Supplied records:
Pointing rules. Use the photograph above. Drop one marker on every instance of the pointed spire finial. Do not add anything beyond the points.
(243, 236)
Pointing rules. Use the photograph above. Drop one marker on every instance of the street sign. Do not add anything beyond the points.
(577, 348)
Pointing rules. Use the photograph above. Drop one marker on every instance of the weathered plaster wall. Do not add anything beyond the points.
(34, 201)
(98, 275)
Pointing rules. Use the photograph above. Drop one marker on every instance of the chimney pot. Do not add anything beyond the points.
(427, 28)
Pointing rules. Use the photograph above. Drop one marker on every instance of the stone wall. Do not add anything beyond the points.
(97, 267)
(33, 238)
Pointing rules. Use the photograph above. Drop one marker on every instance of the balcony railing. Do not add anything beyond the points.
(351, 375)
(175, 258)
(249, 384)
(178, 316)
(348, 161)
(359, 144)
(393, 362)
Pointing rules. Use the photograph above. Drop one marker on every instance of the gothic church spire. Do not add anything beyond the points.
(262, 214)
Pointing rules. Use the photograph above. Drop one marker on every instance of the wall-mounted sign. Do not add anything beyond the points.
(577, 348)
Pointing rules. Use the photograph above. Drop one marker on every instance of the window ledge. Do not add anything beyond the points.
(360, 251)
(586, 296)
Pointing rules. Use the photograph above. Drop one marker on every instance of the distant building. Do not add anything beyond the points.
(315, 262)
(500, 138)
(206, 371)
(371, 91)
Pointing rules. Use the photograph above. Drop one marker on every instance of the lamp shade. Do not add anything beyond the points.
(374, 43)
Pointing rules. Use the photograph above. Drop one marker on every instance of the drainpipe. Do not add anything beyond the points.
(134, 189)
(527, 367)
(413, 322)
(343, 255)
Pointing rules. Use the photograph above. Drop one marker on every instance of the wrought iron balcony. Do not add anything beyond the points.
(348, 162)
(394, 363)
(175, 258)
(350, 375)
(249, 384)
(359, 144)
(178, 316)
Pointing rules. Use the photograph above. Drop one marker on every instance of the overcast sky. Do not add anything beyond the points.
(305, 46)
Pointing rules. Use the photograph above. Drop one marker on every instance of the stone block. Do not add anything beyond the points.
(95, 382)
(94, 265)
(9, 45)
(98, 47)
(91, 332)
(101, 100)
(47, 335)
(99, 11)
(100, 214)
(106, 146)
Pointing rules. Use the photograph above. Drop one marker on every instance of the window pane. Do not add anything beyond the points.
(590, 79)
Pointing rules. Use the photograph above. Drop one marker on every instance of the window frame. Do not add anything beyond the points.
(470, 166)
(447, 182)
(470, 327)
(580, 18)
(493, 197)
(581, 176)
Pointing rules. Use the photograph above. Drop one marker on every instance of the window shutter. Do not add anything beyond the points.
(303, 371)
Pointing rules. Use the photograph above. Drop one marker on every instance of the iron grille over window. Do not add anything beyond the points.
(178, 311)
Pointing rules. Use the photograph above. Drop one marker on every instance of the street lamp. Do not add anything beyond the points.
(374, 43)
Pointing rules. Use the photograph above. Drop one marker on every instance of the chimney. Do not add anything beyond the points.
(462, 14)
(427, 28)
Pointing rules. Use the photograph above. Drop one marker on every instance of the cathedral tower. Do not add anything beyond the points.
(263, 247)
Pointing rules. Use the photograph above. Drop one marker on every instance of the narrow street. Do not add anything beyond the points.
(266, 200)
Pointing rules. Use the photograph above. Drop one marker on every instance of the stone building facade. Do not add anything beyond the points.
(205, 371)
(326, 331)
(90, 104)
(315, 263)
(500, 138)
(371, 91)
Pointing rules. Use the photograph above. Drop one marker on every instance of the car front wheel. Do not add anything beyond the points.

Exercise: Set down nothing but the lines from the one containing "facade. Do not add anything beyond the points." through the final line above, exactly as written.

Task output:
Pointing rules. Use the photograph above. Drop one marker on every instance of the stone building facade. Do not add anything beyond the points.
(205, 371)
(326, 331)
(90, 104)
(315, 263)
(500, 138)
(371, 91)
Pointing rules. Use the photograph above. Drop one marker on every instance of the car front wheel. Do not add anything beyond the points.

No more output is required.